▸ Your task
Which of the lines in the records below hold the string "hockey"? Copy every one of them.

Supplied data START

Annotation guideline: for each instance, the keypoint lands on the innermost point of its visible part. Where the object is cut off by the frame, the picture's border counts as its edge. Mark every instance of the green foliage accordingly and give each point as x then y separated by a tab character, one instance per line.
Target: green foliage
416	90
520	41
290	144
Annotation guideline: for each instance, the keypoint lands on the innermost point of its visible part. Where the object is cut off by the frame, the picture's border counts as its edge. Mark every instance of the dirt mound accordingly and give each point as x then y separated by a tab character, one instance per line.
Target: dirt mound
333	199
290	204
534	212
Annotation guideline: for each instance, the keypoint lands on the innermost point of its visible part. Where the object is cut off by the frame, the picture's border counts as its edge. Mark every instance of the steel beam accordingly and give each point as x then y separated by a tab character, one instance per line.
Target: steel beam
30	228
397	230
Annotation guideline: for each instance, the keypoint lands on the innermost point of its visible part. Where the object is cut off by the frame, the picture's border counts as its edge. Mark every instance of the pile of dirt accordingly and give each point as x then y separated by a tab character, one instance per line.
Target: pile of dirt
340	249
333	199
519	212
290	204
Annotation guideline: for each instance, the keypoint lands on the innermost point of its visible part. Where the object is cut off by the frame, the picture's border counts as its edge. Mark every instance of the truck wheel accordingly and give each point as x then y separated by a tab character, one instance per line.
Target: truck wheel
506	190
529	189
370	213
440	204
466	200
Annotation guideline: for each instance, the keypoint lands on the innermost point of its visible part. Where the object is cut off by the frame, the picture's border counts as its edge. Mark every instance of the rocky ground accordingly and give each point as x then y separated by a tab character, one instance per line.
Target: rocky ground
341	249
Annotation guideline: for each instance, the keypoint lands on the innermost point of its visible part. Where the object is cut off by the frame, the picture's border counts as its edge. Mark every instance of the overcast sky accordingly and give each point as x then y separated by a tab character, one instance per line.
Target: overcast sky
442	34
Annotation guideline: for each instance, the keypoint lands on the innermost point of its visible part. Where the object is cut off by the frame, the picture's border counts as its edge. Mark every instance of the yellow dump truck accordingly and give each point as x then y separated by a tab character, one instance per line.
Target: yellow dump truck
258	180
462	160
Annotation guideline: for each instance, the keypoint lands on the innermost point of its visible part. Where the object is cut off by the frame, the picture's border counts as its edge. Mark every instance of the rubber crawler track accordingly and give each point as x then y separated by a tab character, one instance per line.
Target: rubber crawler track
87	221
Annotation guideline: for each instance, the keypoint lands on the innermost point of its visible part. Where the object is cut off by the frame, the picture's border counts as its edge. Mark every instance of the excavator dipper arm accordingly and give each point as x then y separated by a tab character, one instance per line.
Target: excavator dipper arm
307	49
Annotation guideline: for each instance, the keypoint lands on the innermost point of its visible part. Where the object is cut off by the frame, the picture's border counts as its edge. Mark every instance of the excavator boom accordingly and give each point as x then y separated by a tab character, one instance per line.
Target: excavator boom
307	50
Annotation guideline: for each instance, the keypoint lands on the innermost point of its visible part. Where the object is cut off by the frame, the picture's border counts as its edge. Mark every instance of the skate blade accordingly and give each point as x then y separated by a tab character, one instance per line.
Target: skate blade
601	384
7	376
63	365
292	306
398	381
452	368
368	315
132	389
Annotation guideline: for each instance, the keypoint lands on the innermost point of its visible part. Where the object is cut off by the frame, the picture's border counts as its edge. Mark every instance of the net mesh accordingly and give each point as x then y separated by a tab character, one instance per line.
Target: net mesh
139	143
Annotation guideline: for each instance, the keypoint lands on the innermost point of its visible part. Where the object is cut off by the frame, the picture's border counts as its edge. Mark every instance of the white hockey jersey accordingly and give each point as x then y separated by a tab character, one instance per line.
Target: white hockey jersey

Supplied data END

▸ Solved problem
Annotation guideline: for each instance, the keypoint lands on the innermost point of its visible part. Where the object is cut off by the frame, the picture's border counts as its edge. Mark every instance of the white hockey jersey accordingly and give each point as x then y separated by a tab character, one instance per line.
Target: white hockey jersey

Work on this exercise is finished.